*Your tasks*.
1. Quote the RIB library passage word for word, starting at "RtBoolean RibQueryKeepData( RIB_HANDLE" and ending at "flag called kRIB_STATUS_KEEP_DATA.".
2. Extend the RIB library passage from where it stops, carrying it on past its last sentence.

To read a RIB statement's parameter list, the class and type of a variable such as "P", "Pw" or "Porig" needs to be retrieved from the hash table. RibQueryClassType() returns a 32-bit value with a class and type flag ORed together. The following are the class and type flags available:
enum {
kRIB_UNKNOWNCLASS = 0x00000000,
kRIB_UNIFORMCLASS = 0x00010000,
kRIB_VARYINGCLASS = 0x00020000,
kRIB_VERTEXCLASS = 0x00030000,
kRIB_CONSTANTCLASS = 0x00040000,
kRIB_LASTCLASS = 0x00050000
};
enum {
kRIB_UNKNOWNTYPE,
kRIB_FLOATTYPE,
kRIB_STRINGTYPE,
kRIB_POINTTYPE,
kRIB_COLORTYPE,
kRIB_NORMALTYPE,
kRIB_VECTORTYPE,
kRIB_HPOINTTYPE,
kRIB_INTTYPE,
kRIB_MATRIXTYPE,
kRIB_FLOATPAIRTYPE,
kRIB_INTPAIRTYPE,
kRIB_STANDALONETYPE,
kRIB_LASTTYPE
};
Use the the bit masks kRIB_CLASS_MASK, kRIB_TYPE_MASK and kRIB_CLASSTYPE_MASK to create a value that can be directly compared with the above listed flags.
RtBoolean RibQueryKeepData( RIB_HANDLE rib )
Returns nonzero value if pointers given in a present Ri call point to memory areas that should not be freed. The function RibShouldFreeData() performs the same action except that it also resets a status flag called kRIB_STATUS_KEEP_DATA.

*Rows*.
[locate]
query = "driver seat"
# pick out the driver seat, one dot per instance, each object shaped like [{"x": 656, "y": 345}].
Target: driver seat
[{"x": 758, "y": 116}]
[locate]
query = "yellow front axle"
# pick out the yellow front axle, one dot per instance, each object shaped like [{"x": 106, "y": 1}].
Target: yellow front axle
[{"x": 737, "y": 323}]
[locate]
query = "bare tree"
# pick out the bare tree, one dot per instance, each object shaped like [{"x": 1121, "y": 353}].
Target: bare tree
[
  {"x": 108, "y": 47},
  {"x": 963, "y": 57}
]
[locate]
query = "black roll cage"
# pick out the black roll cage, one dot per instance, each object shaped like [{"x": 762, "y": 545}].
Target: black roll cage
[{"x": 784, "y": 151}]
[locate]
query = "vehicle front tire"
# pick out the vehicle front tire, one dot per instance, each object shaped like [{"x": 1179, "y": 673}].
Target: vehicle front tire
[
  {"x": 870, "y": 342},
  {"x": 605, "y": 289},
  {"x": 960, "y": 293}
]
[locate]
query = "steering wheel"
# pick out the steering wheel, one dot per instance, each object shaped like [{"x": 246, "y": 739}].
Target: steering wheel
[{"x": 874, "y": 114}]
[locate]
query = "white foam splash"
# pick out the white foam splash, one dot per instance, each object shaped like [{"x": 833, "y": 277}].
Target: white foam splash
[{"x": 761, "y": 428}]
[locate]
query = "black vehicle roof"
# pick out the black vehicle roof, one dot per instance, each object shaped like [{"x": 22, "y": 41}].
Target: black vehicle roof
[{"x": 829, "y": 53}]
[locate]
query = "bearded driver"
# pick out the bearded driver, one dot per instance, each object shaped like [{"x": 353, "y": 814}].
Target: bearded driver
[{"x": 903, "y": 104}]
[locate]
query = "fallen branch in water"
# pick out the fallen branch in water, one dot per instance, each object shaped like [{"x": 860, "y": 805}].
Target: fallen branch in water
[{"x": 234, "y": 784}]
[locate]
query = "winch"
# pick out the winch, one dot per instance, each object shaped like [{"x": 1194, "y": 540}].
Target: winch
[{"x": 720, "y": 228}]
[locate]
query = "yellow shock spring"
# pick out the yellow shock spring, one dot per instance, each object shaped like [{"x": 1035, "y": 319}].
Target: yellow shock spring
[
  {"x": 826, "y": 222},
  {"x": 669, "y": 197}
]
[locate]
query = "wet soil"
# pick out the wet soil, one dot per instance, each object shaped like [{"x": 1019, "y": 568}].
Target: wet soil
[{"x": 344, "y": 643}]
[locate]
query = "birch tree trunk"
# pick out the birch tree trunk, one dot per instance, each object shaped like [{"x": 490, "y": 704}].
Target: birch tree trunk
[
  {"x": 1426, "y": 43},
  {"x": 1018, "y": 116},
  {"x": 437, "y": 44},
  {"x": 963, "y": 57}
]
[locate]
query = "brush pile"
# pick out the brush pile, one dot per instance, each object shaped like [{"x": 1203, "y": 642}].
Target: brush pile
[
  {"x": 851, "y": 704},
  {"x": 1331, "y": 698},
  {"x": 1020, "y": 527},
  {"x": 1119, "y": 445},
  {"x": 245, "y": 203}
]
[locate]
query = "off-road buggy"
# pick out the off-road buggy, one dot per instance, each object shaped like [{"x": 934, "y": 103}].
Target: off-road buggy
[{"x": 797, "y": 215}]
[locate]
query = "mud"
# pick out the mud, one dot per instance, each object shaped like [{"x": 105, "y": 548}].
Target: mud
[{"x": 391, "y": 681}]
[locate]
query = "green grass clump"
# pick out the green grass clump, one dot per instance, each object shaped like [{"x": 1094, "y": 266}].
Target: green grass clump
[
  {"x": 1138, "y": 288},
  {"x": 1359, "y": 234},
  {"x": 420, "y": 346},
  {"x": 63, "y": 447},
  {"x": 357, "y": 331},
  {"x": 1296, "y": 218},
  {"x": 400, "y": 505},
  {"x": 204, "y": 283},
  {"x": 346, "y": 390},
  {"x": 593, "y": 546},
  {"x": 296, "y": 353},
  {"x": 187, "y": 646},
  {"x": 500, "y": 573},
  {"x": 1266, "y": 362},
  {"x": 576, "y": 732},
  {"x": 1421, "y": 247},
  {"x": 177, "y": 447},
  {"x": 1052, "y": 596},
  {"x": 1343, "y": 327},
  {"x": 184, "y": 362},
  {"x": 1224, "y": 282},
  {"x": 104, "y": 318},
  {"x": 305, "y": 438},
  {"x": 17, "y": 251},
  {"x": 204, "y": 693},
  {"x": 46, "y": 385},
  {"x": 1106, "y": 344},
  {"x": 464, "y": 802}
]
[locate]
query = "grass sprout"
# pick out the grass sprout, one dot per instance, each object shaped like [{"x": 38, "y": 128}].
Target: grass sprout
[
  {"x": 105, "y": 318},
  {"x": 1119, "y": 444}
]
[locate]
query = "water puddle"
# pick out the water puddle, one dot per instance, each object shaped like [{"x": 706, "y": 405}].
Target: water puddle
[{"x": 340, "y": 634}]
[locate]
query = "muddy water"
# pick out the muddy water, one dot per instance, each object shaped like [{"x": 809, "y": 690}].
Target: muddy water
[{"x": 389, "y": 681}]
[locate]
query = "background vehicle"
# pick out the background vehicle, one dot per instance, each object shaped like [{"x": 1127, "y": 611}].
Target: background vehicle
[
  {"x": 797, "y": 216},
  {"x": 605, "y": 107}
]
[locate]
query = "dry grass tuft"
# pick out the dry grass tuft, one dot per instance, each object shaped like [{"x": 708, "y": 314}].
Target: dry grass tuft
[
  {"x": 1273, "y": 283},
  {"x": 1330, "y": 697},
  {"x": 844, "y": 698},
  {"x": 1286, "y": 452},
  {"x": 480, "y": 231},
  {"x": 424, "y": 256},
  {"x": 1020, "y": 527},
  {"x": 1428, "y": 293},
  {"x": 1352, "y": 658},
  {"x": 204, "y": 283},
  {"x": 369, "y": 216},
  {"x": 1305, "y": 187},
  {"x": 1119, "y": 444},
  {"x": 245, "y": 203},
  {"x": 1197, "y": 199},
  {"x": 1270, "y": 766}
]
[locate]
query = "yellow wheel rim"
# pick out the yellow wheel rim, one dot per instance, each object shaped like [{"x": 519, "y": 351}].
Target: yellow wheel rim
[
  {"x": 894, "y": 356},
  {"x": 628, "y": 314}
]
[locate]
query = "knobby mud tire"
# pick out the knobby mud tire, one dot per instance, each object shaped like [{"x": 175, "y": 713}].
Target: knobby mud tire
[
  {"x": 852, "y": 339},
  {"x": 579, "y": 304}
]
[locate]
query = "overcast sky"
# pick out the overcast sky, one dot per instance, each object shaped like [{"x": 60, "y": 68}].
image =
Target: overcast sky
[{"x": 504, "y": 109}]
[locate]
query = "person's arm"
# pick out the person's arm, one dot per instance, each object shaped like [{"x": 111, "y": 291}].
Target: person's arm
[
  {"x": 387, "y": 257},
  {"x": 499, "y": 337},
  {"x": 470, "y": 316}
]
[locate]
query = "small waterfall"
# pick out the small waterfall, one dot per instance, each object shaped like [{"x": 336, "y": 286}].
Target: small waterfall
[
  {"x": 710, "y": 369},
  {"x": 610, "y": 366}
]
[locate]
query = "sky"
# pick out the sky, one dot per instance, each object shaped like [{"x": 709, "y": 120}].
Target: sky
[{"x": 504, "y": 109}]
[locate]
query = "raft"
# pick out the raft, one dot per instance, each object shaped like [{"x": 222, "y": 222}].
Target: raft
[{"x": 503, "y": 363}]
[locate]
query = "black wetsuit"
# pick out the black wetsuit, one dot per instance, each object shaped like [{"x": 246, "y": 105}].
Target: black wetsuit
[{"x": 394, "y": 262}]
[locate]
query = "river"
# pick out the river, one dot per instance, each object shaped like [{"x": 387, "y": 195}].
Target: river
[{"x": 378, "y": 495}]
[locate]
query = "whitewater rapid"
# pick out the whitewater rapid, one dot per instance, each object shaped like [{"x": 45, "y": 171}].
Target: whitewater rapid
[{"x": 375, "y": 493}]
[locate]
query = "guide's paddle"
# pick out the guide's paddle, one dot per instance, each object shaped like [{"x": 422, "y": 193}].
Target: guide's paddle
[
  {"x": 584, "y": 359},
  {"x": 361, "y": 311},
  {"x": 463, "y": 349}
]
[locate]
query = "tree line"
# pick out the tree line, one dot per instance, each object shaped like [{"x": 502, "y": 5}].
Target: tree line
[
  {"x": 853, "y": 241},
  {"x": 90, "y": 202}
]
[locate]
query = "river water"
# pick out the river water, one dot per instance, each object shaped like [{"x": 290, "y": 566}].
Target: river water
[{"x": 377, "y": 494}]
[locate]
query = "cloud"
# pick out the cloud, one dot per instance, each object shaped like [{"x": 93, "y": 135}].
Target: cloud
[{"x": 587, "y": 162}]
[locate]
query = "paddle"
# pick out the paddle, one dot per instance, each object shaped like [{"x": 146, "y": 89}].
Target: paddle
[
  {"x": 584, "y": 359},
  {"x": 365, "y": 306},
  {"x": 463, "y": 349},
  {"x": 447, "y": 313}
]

*Answers to the tasks*.
1.
RtBoolean RibQueryKeepData( RIB_HANDLE rib )
Returns nonzero value if pointers given in a present Ri call point to memory areas that should not be freed. The function RibShouldFreeData() performs the same action except that it also resets a status flag called kRIB_STATUS_KEEP_DATA.

2.
RibQueryKeepData() is typically called from a RI function listed in the rib's Ri table or that gets called by a chain of functions where the first in the chain is listed in the rib's Ri table. The chaining of functions is how the Affine Toolkit allows subclassing of Ri calls. When a Ri function is hooked into a Ri table the function pointer already present in the table should be saved and called by the Ri function being hooked in. This procedure creates a chain of functions where each function in the chain is responsible for calling the next in the chain and handling freeing of any memory allocated and forwarded on in the chain. If a function later in the chain decides to use a given memory block created by a previous function in the chain, RibKeepData() is called and the previous function that allocated the memory must call RibQueryKeepData() to find out if it is alright to free the data it created and forwarded on in the chain.
A Ri function must call RibQueryKeepData() if 1) it called RibKeepData() to prevent data given to it from being freed when the chain of Ri calls is complete, 2) memory is allocated and given to the next function in the chain, and 3) one of the following functions in the chain needs to keep one of the allocated memory blocks mention in step 2 (inshort RibKeepData() is called by a following function in the chain).
If a Ri function did not need to call RibKeepData() but does allocate memory to that is forwarded on in the chain (inshort the above mentioned steps 2 and 3 occured, but not step 1), then RibShouldFreeData() is used instead of RibQueryKeepData().
The difference between RibShouldFreeData() and RibQueryKeepData() is whether or not a status flag kRIB_STATUS_KEEP_DATA should remain set as Ri functions return control back to the previous function in the chain.
RIB_HANDLE RibRead( RIB_HANDLE rib )
Reads a RIB file or stream identified with the RIB handle rib. RibRead requires that a RI Table be assigned to rib either by giving a pointer to the table as the second parameter to RibOpen() or by calling RibSetRITable().
Refer to A Real Quick Overview for examples using RibRead().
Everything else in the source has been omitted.